### Selected excerpt
_____

I am most familiar with Prime as that's what I use, but I think it either is sodium thiosulfate or is very similar to it. It's my understanding that the nature of the risk is that there's a list of stuff in the water it will react with and it has very good affinity with chlorines, chloramines, ammonia, nitrite, etc. so as long as there is some nasties around to react with it will, but if there's way too much Prime it will run out of it's preferred targets and move down the list, eventually reacting with oxygen. This can completely deoxygenate the water, killing livestock. (I'm pulling this from memory, but I trust someone will correct me if I'm misstating something.) Prime is supposed to have a safety factor built in where you can do as much as 5x the recommended dose and still be ok (i.e. not suffocate your fish), but obviously it depends on how oxygenated your water is to begin with and how much "stuff" you need to take care of. I don't remember if that 5x threshold only applies if you are treating the new water as opposed to the entire tank.
I have never heard of any problems when people are in the ballpark of the directions, including treating the entire tank. I don't think they are too hard to follow, especially if you have proper measuring equipment (I have small tanks, so I use a graduated medicine dropper), and am generally more afraid of forgetting to add Prime than adding too much.
I have also seen people kill fish with Prime. If you do your math way wrong or screw up measuring it can be deadly. But I don't feel like that is a particular mistake I am likely to make, so I'm not worried about it, especially when every alternative solution is a giant hassle.
I don't know anything about aloe in water conditioners, but man, it doesn't sound like something fish need. Aloe grows in arid areas, so there's no obviously ecological connection to freshwater fish writ large... Like, what is the pitch there?

_____

### Required action
Answer these questions from the post about Prime:
(a) Up to how many times the recommended dose is Prime said to be safe?
(b) What does the writer use to measure Prime?
(c) Where does the post say aloe grows?

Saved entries
_____

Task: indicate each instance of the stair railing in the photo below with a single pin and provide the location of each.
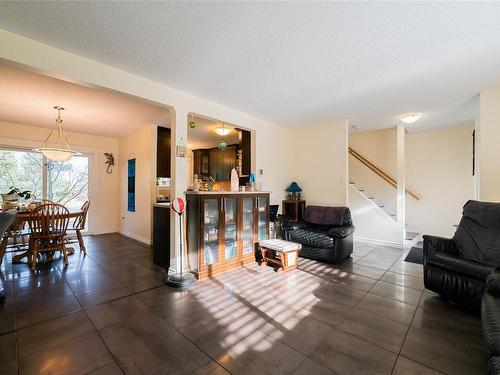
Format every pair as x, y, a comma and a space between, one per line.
379, 172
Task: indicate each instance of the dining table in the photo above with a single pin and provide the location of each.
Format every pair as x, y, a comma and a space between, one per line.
23, 216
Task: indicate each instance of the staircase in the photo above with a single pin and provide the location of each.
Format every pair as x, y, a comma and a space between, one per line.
412, 235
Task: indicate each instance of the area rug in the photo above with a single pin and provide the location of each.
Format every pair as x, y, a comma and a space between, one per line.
416, 255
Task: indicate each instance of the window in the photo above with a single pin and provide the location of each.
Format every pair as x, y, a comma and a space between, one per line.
65, 183
21, 169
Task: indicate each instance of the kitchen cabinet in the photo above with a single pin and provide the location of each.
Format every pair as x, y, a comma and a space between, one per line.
161, 235
214, 162
163, 157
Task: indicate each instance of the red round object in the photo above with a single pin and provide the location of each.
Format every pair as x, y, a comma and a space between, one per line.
178, 205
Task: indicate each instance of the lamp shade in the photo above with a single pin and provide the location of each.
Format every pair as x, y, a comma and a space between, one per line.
294, 188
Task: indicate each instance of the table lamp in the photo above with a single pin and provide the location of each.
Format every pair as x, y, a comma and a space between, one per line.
294, 189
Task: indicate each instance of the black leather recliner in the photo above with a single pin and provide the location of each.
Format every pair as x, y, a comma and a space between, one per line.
490, 319
457, 268
325, 233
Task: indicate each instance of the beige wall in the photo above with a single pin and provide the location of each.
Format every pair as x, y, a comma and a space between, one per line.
319, 163
378, 147
371, 222
488, 147
104, 201
438, 169
141, 146
272, 142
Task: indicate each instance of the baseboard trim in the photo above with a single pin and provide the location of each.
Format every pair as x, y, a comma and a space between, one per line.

_____

### Task result
(a) As much as 5x the recommended dose.
(b) A graduated medicine dropper.
(c) In arid areas.